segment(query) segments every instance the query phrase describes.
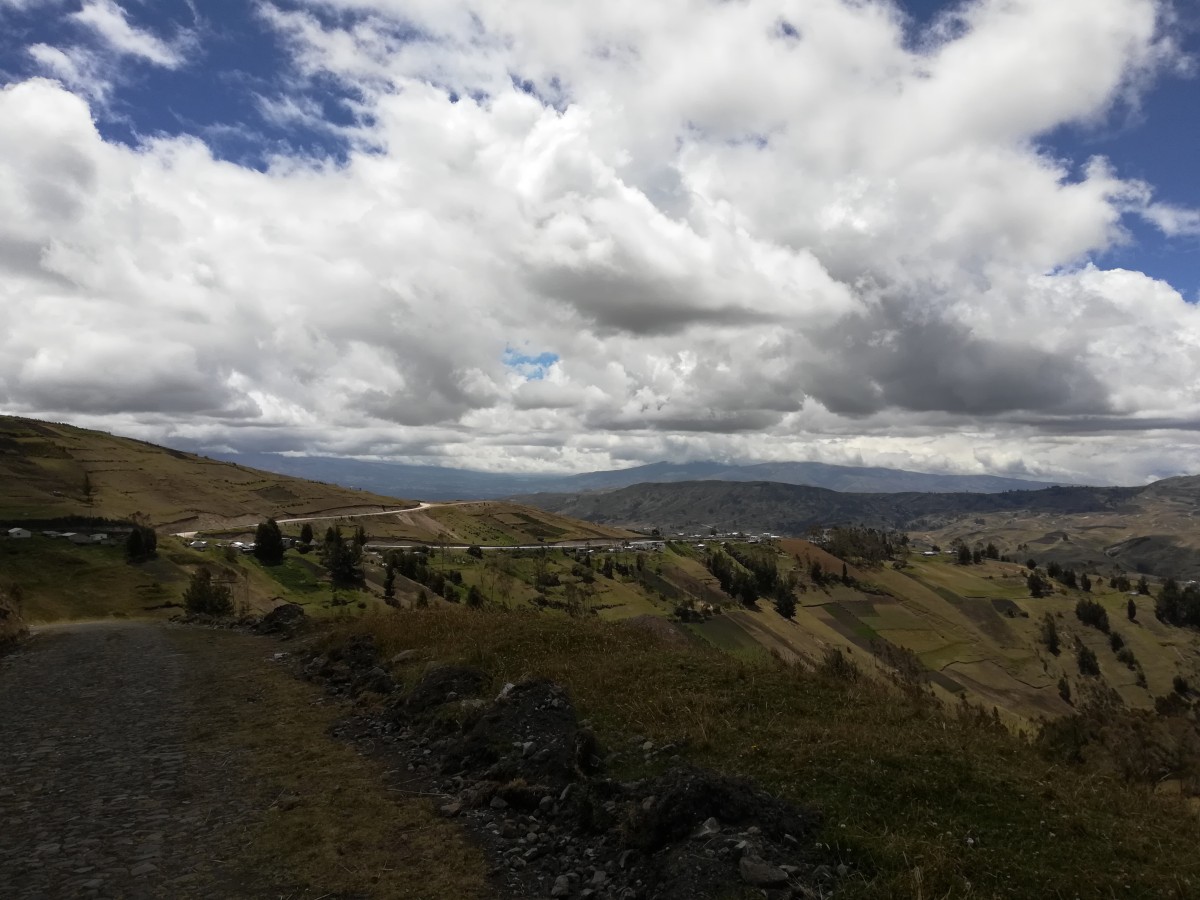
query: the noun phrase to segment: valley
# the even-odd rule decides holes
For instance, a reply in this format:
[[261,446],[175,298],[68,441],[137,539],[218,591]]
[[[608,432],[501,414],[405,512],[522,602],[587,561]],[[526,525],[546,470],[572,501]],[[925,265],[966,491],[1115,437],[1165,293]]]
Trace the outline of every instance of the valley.
[[[190,612],[209,623],[188,607],[205,572],[234,619],[296,611],[301,643],[283,658],[341,672],[329,660],[367,642],[361,672],[385,673],[388,691],[414,689],[434,662],[478,668],[493,694],[551,678],[629,784],[686,761],[816,804],[822,864],[853,874],[844,896],[1118,883],[1170,895],[1159,857],[1200,878],[1175,862],[1196,836],[1200,631],[1156,616],[1166,580],[1188,581],[1192,479],[937,496],[684,482],[430,502],[66,426],[6,427],[0,523],[29,532],[0,538],[10,636],[163,628]],[[214,473],[217,485],[187,494]],[[268,520],[277,558],[254,546]],[[157,546],[134,558],[138,529]],[[355,703],[384,714],[366,695]],[[642,745],[673,756],[622,749]],[[404,758],[424,760],[422,746],[403,744]],[[1114,846],[1140,862],[1110,871],[1100,856]],[[494,895],[527,888],[505,889]]]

________________________________________

Render everything from the start of the entries down through the line containing "Trace the outline" as a numbered list, skipping blank lines and leaving out the pictures.

1. segment(query) segments every instance the query phrase describes.
2. query: the noun phrase to segment: valley
3. # the even-odd rule decides holes
4. For instance, a reply in this format:
5. [[261,446],[175,298],[68,441],[137,539],[218,591]]
6. [[[608,432],[501,414],[405,512],[522,602],[587,561]],[[526,525],[546,470],[572,501]],[[925,265],[966,491],[1115,437],[1165,293]]]
7. Trace the outline of every instance of the valley.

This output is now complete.